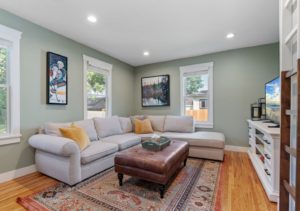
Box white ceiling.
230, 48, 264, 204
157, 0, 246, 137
0, 0, 279, 66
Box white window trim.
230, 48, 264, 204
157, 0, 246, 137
180, 62, 214, 128
0, 24, 22, 145
83, 55, 112, 119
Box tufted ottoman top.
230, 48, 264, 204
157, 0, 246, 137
115, 140, 189, 174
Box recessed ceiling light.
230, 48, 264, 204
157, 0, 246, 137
226, 33, 234, 39
87, 15, 97, 23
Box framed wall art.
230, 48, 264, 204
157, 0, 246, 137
141, 75, 170, 107
47, 52, 68, 105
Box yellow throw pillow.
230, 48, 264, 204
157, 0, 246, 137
134, 119, 153, 134
59, 124, 91, 151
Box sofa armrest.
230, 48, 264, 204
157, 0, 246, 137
28, 134, 80, 156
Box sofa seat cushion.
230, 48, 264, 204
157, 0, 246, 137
162, 131, 225, 149
74, 119, 98, 141
80, 141, 118, 164
101, 133, 141, 151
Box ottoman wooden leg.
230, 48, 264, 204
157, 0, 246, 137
159, 185, 166, 199
118, 173, 123, 186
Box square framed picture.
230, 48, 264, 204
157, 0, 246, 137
47, 52, 68, 105
141, 75, 170, 107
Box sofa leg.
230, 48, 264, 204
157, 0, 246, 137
159, 185, 166, 199
183, 158, 187, 166
118, 173, 123, 186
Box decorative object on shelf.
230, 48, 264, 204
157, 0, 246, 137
258, 97, 266, 120
47, 52, 68, 105
251, 102, 261, 121
142, 134, 170, 151
141, 75, 170, 107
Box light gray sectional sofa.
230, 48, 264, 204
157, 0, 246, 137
29, 116, 225, 185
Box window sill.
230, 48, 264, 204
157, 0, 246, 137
195, 122, 214, 128
0, 134, 22, 146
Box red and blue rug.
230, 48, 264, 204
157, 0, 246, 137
17, 159, 222, 211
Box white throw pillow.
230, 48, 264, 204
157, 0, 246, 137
74, 119, 98, 141
119, 117, 132, 133
147, 115, 166, 132
44, 122, 71, 136
93, 117, 123, 138
164, 116, 195, 133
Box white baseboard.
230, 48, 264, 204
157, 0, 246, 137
225, 145, 249, 152
0, 165, 36, 183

> _REQUIRED TASK_
Gather every line of the listing above that contains the string "window". Case counts.

> _EXERCISE ANSWER_
Box white window trim.
Box window sill.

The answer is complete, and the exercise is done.